** Opening RECORDS FOR THE TASK block **

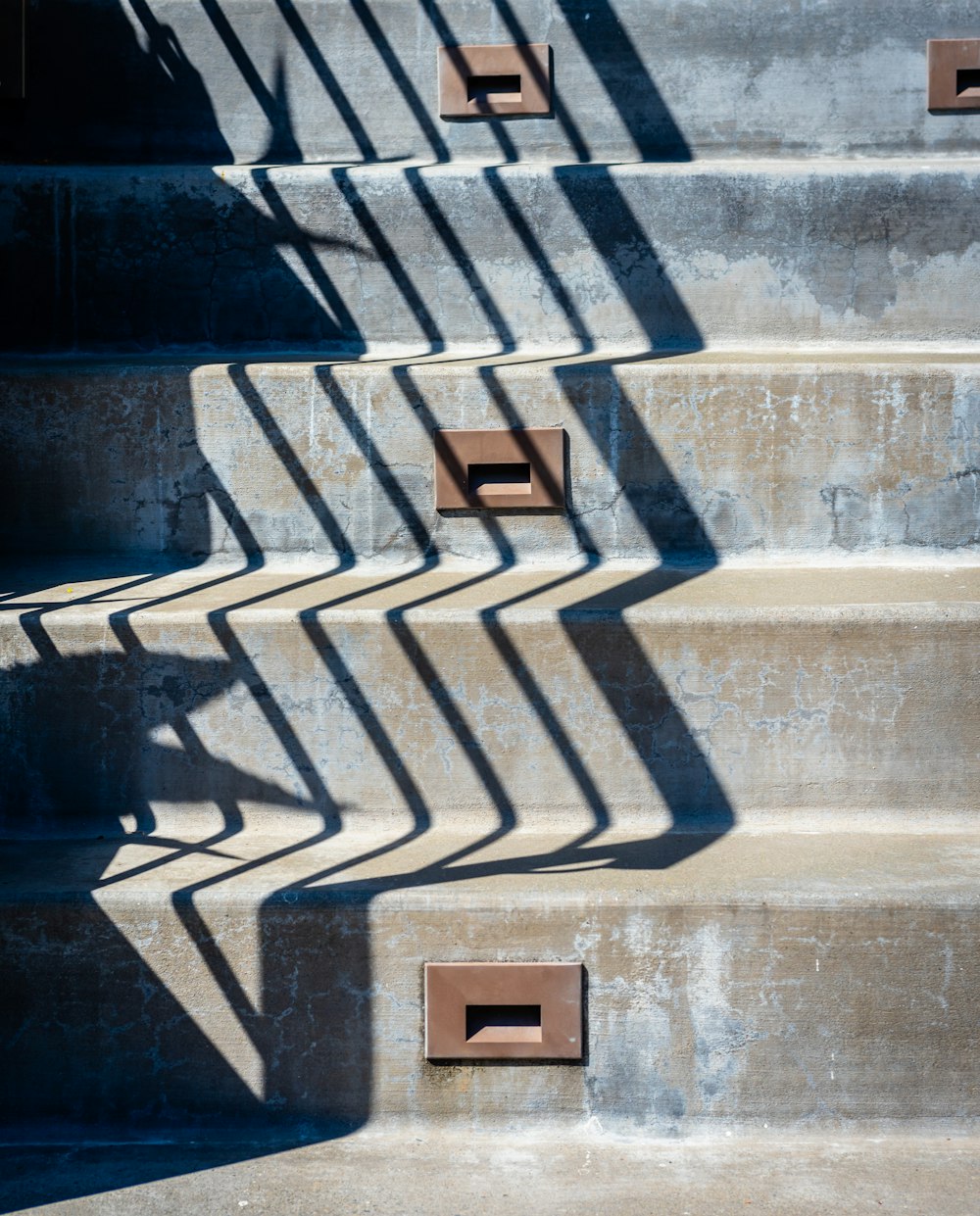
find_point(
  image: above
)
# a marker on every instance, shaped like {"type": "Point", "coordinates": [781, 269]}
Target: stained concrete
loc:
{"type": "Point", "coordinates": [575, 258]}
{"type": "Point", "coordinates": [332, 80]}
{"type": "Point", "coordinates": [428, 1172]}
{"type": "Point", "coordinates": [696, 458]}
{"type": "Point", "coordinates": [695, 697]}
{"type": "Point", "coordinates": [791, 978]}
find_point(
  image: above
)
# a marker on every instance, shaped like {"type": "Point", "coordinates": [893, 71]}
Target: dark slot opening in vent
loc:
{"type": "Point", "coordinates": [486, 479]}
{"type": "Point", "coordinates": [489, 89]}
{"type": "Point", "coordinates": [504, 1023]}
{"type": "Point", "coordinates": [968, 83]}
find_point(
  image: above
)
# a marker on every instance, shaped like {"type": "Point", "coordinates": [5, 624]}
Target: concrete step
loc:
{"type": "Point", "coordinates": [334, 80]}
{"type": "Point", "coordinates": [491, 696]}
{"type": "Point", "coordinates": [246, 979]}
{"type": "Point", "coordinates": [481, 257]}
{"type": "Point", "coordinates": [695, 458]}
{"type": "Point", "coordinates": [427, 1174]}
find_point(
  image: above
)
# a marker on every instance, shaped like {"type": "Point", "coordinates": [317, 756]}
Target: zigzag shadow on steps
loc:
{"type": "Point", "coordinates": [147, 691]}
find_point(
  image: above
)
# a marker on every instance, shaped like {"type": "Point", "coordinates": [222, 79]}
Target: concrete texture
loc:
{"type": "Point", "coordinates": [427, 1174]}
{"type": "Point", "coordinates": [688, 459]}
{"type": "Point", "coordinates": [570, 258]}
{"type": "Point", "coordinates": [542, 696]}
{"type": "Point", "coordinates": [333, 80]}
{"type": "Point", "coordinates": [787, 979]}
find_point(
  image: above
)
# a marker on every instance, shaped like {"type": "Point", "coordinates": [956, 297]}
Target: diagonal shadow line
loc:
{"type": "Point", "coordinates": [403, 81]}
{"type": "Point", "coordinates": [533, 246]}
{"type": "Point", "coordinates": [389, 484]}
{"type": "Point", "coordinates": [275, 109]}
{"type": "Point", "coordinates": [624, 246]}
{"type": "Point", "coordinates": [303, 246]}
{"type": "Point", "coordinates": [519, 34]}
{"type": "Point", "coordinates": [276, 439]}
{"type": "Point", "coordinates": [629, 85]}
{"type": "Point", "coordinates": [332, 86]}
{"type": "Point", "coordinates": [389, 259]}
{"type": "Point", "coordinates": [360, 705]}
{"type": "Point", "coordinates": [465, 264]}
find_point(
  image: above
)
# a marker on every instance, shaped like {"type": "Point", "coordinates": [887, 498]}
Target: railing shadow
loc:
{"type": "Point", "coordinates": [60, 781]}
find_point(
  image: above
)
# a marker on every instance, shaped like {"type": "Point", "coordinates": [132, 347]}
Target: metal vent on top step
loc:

** Closing RECORDS FOR THE TASK block **

# YOUR INSTRUCTIONS
Some lines of the data above may hold the word "vent"; state how many do, and give only that number.

# TASK RESULT
2